Reproduce the tail of the data exactly. It starts at the line containing "Could you please mark the road" and runs to the last line.
** Listed records follows **
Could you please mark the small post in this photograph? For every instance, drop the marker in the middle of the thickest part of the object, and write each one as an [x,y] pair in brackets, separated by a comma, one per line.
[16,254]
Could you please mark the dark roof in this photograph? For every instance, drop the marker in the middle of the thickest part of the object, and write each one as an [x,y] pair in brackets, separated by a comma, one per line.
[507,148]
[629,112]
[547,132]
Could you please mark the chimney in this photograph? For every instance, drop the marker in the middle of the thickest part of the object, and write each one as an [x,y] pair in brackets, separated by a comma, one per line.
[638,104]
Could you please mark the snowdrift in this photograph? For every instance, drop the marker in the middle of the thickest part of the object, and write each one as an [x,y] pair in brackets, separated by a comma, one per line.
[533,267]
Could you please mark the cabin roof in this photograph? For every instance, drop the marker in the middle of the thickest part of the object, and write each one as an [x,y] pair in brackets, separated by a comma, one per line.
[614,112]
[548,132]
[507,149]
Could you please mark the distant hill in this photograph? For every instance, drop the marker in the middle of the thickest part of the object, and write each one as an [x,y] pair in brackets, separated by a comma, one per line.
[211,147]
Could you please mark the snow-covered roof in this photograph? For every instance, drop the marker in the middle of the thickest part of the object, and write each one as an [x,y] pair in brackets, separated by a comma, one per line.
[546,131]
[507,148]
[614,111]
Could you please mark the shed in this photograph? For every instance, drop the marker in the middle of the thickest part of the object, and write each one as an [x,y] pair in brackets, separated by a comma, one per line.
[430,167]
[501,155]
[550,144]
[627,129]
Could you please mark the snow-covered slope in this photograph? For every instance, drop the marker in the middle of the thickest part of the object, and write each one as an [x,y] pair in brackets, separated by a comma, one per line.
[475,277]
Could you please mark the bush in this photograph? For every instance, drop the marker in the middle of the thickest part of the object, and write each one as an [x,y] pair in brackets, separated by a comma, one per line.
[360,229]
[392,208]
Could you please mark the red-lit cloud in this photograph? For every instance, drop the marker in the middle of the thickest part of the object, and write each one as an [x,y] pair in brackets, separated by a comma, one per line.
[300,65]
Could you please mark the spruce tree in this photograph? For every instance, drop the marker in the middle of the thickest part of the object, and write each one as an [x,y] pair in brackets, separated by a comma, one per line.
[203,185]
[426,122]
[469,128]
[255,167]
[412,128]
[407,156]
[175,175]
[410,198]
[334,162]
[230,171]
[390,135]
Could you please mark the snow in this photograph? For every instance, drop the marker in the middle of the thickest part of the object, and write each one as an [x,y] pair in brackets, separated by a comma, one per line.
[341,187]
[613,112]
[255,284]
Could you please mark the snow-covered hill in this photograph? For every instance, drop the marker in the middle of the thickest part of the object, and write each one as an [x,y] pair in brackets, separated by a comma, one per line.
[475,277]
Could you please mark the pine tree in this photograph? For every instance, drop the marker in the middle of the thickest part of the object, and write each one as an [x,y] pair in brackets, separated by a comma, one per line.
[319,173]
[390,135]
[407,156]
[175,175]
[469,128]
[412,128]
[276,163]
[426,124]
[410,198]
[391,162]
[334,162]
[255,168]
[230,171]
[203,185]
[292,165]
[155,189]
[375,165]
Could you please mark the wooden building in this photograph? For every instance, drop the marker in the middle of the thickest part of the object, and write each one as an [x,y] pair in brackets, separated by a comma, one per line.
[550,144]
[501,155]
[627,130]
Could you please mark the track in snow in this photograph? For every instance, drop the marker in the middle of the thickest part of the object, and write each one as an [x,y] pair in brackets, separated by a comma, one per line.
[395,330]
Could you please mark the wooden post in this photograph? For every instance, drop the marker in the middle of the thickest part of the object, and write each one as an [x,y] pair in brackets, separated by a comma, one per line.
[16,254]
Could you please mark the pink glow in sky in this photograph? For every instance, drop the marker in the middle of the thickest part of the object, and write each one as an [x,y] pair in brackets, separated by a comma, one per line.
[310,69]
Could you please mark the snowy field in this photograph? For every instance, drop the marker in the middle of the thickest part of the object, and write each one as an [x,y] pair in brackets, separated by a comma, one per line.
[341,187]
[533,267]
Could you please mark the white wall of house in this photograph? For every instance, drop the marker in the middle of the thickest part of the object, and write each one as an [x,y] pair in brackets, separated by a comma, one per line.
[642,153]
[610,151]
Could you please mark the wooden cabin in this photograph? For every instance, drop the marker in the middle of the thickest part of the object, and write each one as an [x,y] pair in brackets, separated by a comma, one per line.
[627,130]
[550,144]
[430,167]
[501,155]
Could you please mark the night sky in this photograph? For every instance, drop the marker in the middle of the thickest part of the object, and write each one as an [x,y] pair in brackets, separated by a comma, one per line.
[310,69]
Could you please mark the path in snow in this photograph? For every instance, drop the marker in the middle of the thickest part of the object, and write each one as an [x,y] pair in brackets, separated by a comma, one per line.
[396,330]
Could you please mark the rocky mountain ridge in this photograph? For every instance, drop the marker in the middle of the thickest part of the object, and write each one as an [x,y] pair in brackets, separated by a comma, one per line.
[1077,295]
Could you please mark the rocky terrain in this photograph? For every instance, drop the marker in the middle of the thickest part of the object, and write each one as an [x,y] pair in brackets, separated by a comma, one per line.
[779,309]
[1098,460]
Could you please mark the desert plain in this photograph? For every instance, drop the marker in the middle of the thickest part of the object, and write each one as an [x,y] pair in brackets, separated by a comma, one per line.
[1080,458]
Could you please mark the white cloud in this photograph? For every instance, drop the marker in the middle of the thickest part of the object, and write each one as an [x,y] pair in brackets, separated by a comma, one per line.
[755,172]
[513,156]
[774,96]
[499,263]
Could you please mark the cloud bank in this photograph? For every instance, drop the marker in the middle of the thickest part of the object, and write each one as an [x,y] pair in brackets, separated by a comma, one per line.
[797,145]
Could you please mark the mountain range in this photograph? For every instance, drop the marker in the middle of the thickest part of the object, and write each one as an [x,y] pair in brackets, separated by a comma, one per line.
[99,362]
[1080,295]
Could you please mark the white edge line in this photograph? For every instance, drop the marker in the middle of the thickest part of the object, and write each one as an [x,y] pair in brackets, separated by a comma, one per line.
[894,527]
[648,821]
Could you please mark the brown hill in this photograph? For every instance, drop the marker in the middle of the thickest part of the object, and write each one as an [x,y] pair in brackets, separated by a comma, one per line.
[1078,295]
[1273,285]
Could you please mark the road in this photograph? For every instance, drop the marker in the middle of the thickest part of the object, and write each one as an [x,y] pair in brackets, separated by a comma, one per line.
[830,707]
** End of Listed records **
(Answer space):
Could you please mark the road in this photograph? For every instance, drop the marker in the middle of the thickest part of the object, and write each one as an [x,y] pair in brackets, separated by a comma, one per line.
[830,707]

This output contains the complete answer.